Material supplied
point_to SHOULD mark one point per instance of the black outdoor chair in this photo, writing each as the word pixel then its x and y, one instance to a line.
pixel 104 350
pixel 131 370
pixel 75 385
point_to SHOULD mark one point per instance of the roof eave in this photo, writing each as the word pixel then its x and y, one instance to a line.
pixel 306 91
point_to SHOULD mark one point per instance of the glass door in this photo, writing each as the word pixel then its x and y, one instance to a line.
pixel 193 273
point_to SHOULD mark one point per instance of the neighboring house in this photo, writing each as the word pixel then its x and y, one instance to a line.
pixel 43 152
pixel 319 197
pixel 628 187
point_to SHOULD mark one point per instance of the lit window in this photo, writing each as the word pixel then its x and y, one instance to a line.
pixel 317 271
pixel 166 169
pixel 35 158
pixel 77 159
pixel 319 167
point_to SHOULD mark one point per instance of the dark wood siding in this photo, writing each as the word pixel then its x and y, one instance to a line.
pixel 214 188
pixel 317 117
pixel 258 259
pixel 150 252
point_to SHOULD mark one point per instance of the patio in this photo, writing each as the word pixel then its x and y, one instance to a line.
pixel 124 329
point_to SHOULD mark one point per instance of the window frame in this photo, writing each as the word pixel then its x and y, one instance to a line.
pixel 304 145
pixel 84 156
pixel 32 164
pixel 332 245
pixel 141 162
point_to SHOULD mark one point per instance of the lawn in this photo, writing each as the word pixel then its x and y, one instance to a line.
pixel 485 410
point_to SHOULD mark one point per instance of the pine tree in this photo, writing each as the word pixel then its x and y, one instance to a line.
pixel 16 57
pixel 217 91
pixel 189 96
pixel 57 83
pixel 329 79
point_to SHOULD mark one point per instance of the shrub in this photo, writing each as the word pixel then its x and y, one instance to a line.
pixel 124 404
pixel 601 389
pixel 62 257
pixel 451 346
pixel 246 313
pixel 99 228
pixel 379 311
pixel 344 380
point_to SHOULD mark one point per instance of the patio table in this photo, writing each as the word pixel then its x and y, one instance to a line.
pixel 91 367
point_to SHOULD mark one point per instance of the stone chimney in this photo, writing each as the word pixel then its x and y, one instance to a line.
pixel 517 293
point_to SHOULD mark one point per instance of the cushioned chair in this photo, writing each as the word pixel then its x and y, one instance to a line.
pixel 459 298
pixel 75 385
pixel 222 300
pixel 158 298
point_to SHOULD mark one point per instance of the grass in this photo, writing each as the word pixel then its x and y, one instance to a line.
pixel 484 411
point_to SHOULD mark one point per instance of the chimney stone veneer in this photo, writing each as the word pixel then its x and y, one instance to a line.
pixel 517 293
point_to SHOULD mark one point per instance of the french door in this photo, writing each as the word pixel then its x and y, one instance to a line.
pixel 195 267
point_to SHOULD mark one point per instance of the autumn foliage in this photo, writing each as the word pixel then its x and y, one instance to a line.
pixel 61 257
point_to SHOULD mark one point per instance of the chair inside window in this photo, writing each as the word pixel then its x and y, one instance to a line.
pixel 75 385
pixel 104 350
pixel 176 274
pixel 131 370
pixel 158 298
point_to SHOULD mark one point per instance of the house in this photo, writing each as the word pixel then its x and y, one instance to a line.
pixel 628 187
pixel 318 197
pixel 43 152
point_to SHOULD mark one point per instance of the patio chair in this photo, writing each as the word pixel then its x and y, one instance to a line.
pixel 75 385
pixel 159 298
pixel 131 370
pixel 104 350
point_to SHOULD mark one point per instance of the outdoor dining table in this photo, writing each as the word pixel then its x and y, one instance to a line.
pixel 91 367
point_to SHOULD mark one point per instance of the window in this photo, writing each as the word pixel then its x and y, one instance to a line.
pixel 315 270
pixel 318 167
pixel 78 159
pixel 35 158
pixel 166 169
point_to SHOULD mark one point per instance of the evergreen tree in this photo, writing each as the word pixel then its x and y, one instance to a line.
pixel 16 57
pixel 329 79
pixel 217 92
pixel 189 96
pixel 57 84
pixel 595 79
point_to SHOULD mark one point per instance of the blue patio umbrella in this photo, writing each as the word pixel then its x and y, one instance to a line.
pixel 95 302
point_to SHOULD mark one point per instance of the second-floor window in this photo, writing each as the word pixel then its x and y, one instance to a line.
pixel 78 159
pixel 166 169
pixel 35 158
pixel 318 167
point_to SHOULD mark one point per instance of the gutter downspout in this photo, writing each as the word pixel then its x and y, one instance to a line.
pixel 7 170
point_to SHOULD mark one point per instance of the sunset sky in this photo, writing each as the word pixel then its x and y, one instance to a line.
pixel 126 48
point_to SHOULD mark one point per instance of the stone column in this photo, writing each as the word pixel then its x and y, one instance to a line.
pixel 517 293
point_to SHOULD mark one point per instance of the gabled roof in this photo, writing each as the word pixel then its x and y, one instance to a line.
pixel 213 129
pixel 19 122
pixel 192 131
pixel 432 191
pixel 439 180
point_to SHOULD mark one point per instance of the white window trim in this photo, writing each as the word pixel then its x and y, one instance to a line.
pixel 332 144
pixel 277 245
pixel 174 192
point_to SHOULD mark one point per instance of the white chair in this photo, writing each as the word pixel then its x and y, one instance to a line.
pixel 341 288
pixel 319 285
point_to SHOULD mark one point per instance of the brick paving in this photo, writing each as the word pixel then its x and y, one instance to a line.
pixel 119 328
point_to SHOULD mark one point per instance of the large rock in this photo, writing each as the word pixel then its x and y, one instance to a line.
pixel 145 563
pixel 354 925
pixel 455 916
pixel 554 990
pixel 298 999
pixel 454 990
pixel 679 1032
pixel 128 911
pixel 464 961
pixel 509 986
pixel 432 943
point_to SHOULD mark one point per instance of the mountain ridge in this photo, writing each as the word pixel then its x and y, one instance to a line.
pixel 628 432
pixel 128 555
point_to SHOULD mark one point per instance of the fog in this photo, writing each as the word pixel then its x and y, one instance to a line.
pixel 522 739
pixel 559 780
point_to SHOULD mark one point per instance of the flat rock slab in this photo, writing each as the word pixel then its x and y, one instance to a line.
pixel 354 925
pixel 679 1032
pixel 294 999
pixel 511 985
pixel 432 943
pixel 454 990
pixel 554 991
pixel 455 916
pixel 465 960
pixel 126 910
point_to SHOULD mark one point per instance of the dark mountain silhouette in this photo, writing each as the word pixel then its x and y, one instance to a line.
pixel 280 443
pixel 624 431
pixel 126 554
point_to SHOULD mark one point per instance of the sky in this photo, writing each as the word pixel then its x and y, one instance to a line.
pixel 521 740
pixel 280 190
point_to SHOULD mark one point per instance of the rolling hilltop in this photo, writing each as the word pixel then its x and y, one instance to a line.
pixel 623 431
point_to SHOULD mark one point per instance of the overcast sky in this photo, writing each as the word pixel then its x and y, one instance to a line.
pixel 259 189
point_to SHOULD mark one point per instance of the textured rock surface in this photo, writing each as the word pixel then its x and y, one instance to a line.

Objective
Copy out, word for word, the lines of the material from the line containing "point_to SHOULD mark one point per instance of the grass" through the line containing "pixel 195 267", both included.

Right answer
point_to SHOULD mark one point per instance of the grass in this photo, writing each as the word pixel then its x and y, one instance to a line.
pixel 484 411
point_to SHOULD mark one point per instance of the chimney stone veneer in this photo, writing each as the word pixel then its x and y, one instance to a line.
pixel 517 293
point_to SHOULD mark one point per instance of the french door in this photo, writing each as the word pixel then its x and y, one instance to a line.
pixel 195 267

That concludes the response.